Input records below:

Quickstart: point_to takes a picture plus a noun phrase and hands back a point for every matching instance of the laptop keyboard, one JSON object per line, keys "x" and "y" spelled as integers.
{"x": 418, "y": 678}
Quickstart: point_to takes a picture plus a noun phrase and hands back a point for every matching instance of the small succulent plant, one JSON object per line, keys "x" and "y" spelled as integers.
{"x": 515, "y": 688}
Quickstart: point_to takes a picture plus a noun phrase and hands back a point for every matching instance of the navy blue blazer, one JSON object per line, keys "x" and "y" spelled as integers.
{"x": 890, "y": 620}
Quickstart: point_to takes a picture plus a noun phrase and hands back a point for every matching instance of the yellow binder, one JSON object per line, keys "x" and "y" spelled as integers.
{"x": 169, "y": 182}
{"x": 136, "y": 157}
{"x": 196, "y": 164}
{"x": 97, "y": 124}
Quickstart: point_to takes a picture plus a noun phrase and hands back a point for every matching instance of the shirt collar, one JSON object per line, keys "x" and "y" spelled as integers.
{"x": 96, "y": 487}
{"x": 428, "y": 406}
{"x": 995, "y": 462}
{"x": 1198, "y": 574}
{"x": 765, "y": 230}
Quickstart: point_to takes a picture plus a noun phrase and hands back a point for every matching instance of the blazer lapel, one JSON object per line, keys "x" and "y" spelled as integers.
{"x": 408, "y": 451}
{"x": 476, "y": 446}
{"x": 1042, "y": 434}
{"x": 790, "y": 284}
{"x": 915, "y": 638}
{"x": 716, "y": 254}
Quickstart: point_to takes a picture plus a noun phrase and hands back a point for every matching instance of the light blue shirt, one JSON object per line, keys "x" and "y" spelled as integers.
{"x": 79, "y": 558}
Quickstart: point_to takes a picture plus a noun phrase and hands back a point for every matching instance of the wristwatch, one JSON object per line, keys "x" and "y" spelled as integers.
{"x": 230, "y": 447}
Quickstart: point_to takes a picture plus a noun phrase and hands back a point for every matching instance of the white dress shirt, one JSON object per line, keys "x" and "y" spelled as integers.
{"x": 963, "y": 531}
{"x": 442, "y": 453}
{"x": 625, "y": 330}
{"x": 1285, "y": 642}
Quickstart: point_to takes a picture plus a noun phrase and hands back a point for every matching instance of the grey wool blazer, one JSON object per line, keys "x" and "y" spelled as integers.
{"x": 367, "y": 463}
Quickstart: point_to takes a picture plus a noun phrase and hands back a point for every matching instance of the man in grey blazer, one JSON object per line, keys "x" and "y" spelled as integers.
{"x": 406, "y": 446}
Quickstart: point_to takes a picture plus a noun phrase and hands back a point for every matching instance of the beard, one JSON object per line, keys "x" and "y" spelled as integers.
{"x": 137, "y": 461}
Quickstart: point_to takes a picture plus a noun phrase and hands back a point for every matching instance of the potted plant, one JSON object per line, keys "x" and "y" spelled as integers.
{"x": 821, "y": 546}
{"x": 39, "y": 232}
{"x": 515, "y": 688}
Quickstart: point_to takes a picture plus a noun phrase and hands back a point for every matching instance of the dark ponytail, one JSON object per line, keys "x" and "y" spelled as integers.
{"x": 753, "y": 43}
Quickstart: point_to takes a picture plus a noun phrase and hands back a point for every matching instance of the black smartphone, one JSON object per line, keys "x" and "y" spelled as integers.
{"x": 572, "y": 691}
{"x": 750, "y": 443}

End of Input records.

Each entry above is to be copied out exactly.

=== Reply to the task ===
Quickstart: point_to takes a picture plus a noun phrase and hands back a point for every matching instance of the laptop keyboard, one JSON object per line, keys "x" and "y" spelled as integers.
{"x": 418, "y": 678}
Quickstart: point_to takes a picture plus a noun phrase and hands back a point for every matching instance of the small succulent plant, one JSON object per line, keys "x" and "y" spelled as integers.
{"x": 515, "y": 688}
Quickstart: point_to takes a picture plus a noun phrase and hands back a point for every matching instance of the navy blue blazer, one JSON object per line, keys "x" and "y" spelled as integers.
{"x": 890, "y": 620}
Quickstart: point_to takes a picture plus a noun phrase and hands back a point for every matching instance of the yellow binder, one JSON object per line, keys "x" and "y" spelled as integers.
{"x": 169, "y": 182}
{"x": 136, "y": 157}
{"x": 196, "y": 164}
{"x": 97, "y": 124}
Quickstart: point_to takes a picture plus a noun phrase and hands back a point for every matching instance of the shirt collar, one JSON object per line, keys "x" and "y" spelled as integers.
{"x": 96, "y": 487}
{"x": 428, "y": 406}
{"x": 995, "y": 462}
{"x": 1198, "y": 574}
{"x": 765, "y": 230}
Quickstart: point_to takes a picture plus a noun phrase and hands back a point for every matching instance of the blazer lapel, one JSON object per line, keys "x" and "y" spelled as integers.
{"x": 408, "y": 451}
{"x": 476, "y": 446}
{"x": 1042, "y": 434}
{"x": 790, "y": 284}
{"x": 915, "y": 638}
{"x": 716, "y": 254}
Quickstart: point_to takes a picture plus a noun phrase and hands back a point for every matching instance of the light blue shirt, one JSON object per line, keys "x" and "y" spelled as integers.
{"x": 79, "y": 558}
Quickstart: point_to takes a picture plus a noun phrase and hands back a point for every matching instance of the wristwatch, one JSON object per line, keys "x" and "y" spelled as integers.
{"x": 230, "y": 447}
Quickstart: point_to takes a picture plus a noun phrase and hands back a point for every matching instance of the white dress shirt, one JSON object per line, keys "x" and "y" spelled as integers.
{"x": 963, "y": 531}
{"x": 442, "y": 453}
{"x": 625, "y": 330}
{"x": 1285, "y": 642}
Quickstart: point_to takes a picture plus a noun phrase and hands back a point for every matching instance of the grey wool blazer, one JSON object per line, keys "x" and "y" spelled as integers.
{"x": 367, "y": 463}
Quickstart: point_to takes a picture plus a noun phrase and hands back a point for every matching instance of the man in grey blazer, one JSON object per line, keys "x" and "y" spelled as integers.
{"x": 406, "y": 446}
Quickstart: point_to takes a picture plus a noun phrase and hands back a point for every matching instance of the beard, one JSON object per line, keys "x" and "y" spelled as integers.
{"x": 137, "y": 461}
Quickstart: point_to takes a picture plus a noun phrase and hands back a point for every matching instance of the potted plant, one JSON object per line, keys "x" and "y" spelled as integers.
{"x": 821, "y": 546}
{"x": 39, "y": 232}
{"x": 515, "y": 688}
Quickstart: point_to takes a picture plus a noun phrase and hands back a point for every matching instance of the dark ponytail, one JSON object per line, keys "x" and "y" spelled as integers.
{"x": 753, "y": 43}
Quickstart: point_to takes a picture plus a noun phrase and hands back a point for every matching instance of the black smartphone, one JSON object per line, keys "x" and "y" spelled as integers.
{"x": 572, "y": 691}
{"x": 750, "y": 443}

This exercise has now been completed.